→ Work request: Word for word, restate all of the records.

Point-per-instance localization data
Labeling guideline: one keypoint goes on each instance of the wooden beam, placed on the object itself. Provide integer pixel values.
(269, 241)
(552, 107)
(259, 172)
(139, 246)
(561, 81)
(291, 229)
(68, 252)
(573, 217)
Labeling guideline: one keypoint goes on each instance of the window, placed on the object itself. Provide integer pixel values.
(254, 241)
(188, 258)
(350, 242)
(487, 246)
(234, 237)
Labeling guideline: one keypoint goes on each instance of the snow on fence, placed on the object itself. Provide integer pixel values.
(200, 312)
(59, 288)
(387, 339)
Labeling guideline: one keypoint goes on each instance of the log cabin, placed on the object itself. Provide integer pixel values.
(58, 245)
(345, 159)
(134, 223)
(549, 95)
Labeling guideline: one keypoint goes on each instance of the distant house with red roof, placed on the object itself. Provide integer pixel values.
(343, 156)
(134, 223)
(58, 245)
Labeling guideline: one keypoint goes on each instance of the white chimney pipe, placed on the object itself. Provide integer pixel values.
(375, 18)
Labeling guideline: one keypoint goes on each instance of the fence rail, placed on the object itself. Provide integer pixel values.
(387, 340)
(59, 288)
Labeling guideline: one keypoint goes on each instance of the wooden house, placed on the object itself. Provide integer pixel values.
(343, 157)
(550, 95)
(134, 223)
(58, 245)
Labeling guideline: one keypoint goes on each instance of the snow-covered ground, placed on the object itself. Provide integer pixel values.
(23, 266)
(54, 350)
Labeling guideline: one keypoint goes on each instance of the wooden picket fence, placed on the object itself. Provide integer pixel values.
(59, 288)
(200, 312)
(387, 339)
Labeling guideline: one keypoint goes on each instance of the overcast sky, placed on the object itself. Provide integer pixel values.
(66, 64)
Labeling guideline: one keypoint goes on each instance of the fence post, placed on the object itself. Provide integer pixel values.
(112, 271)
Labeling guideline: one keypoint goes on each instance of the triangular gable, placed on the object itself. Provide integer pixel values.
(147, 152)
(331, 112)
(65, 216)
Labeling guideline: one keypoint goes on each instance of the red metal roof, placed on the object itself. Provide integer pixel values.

→ Answer to this exercise:
Labeling guideline: one keypoint goes on each instance of the wooden beam, placed on the object itself. Provide integer pixel values.
(269, 241)
(552, 107)
(259, 172)
(139, 246)
(561, 81)
(291, 229)
(68, 252)
(573, 217)
Labeling guideline: one keypoint goes on each instance of the window, placed on the object itself. Provide integer pixel values.
(254, 241)
(188, 258)
(350, 242)
(487, 246)
(234, 237)
Labeling guideline: one keypoint goes on each instance of the snow on fence, placed on the object itself. Provide integer pixel values.
(200, 312)
(59, 288)
(387, 339)
Labeling guideline: one keypoint goes on each instance of the log cabin, placed on the object itself. Provide integer pixel values.
(58, 245)
(345, 159)
(134, 223)
(549, 95)
Labeling guideline: one keypoint goes on each instance of the distant house with red roof, placed on the object itself. Provide integer pixel values.
(343, 156)
(134, 223)
(58, 245)
Labeling guideline: one keypoint goes on each instance of the white chimney pipe, placed on the object itself. Provide integer pixel values.
(375, 18)
Labeling guideline: one keypoint goes on each instance of the fence rail, placed on the object itself. Provide integer pixel values.
(387, 340)
(59, 288)
Labeling guideline: one keypoint goes on each instance of the wooden house, placed on the object itself. Provide integer pixel values.
(343, 157)
(550, 95)
(134, 223)
(58, 245)
Labeling guideline: one keypoint goes on each instance of the snow-covered ground, placed on the object itself. Provide integer pixel values.
(23, 266)
(54, 350)
Labeling guideline: one keypoint goes on each instance of the wooden picket fence, placed on the object itself. Provide integer pixel values.
(59, 288)
(200, 312)
(387, 339)
Labeling guideline: one keypoint goes on each instance of the overcast sky, placed on the object itself. Provide integer pixel values.
(66, 64)
Labeling guideline: one keypoint goes on each instance of the fence post, placed on the object itself. Provide integer pixel values.
(112, 271)
Labeling guideline: one keypoint goes on each instance of the triangular gable, placed on the object itself. Provide integer pixel values.
(147, 152)
(331, 112)
(65, 216)
Labeling guideline: one keypoint goes on each instance of the red metal roof, placed on the object itself. Provide integer pixel values.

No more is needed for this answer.